» EXERCISE AIM: Copy every line of the data below without changing a single character.

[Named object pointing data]
<<<<

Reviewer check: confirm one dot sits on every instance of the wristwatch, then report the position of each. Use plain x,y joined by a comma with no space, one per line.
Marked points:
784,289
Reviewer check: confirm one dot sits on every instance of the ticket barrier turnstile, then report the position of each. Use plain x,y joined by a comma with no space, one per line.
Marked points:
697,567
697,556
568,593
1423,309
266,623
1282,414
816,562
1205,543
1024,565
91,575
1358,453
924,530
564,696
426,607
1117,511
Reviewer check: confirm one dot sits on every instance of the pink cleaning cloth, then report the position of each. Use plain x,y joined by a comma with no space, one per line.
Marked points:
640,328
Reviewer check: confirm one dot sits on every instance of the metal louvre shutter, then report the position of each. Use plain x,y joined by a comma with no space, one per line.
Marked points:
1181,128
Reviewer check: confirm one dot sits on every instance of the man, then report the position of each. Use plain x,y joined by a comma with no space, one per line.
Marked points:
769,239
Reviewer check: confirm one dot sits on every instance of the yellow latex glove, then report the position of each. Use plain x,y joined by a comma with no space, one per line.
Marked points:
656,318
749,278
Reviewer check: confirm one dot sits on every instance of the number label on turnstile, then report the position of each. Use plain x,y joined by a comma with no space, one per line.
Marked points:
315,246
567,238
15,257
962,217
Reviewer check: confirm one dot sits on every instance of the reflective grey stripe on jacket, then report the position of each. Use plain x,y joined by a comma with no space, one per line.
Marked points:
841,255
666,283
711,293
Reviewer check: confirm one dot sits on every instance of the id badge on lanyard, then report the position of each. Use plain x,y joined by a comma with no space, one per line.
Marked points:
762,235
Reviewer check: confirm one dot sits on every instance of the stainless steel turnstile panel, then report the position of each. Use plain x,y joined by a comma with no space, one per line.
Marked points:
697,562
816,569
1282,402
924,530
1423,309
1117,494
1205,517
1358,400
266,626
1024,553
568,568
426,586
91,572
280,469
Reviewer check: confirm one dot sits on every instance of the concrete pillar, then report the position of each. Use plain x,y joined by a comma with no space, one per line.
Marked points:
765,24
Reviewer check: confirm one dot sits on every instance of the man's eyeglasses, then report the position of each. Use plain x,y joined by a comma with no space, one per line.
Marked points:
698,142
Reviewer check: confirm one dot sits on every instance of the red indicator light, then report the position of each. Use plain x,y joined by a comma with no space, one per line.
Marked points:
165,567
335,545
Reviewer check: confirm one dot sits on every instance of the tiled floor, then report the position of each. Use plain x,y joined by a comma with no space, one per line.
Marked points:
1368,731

>>>>

» FULL OUTPUT:
Reviewer check: confirm one dot sits on every instance of the wristwatch, then report the position of each. Use plain x,y joined by a comma with no space, one per line.
Marked points:
784,289
Reviewer check: confirm one dot sits on every instance of the ticket barrier turnstile, then report the position of each. Use plain x,y joined by a comma with no space, one per line.
Marked points:
697,567
697,556
568,593
1423,309
266,623
1282,414
816,562
1205,543
1024,565
91,575
1358,453
924,530
564,696
426,607
1117,511
Reviewer check: confirm one dot sits on every instance of the pink cleaning cloth, then report the position of each. Use plain x,y joined by a comma with no space, one per line.
Marked points:
640,328
Reviewer check: confirm one dot sits on every instance of the metal louvre shutter, then report the position of each. Use plain x,y joined by a comma with no space, one per line.
Marked points:
1181,128
Reviewer check: confirm one dot sits on every instance of the man, then report the position of each. Use plain x,y joined by a comma with no space, one per line.
Marked points:
769,239
Reviewer check: confirm one dot sits on every instance of the yellow latex glove, then report the position of each. Use plain x,y joined by a comma with no space, one per line.
Marked points:
656,318
749,278
Reviewer check: confirm one dot sits on every instance of the number label on turnstile, then report the position of each. Use plain x,y joined by a comma with no space, one per line.
Marked points:
315,246
567,238
15,257
962,217
Reviewer check: confirm one dot sits on every instance of the reflective grey stripe on jacket, then report the position of each. Use plain x,y joined by a comma with no space, one per line.
Marked points:
841,255
666,283
711,293
Reviewer check: confirm one dot sits on every instance of the id badge on lanyard, then report the position of each. Use plain x,y joined by a comma with no space, one per line.
Marked points:
762,235
Reviewer check: confirm one dot sits on every instance of the stainless steel turnstile panel, then report the position of each. Use plain x,y joined by a comma with no space, one per line.
Marked points:
697,562
816,569
1282,402
924,530
1423,309
1117,494
1205,517
1358,400
266,626
1024,553
568,568
426,586
91,572
280,469
Reviewer check: confirm one dot sits on every instance of the concrete pillar, then report the position of each. Use plain x,y joined by a comma with no space, one per line.
Marked points:
765,24
Reviewer check: confirm one dot sits on every instance of the man's eyeglasses, then report the position of each. Use plain x,y joined by a comma with no space, one per line.
Marked points:
698,142
Reviewer check: confirm one dot sits on every instance of the red indicator light, then report the position of each. Use plain x,y joined by a comma with no space, one per line.
Marked points:
165,567
335,545
Reviewer check: confirm one dot sits on every instance of the tiled floor, then report the position of each. Use plain x,y joined by a comma with no space, one per line.
Marked points:
1368,731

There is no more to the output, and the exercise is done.